## Exercise objective
Express each line of the records as a string in a JSON list, omitting any blank lines.

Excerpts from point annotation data
┌──
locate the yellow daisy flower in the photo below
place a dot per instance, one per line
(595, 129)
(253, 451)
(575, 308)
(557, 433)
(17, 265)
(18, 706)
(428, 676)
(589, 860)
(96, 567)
└──
## Task solution
[
  "locate the yellow daisy flower in the photo below",
  "place a dot per instance, one per line",
  "(595, 129)",
  "(253, 451)",
  "(575, 308)",
  "(557, 433)",
  "(17, 265)",
  "(18, 706)",
  "(428, 676)",
  "(589, 860)",
  "(96, 567)"
]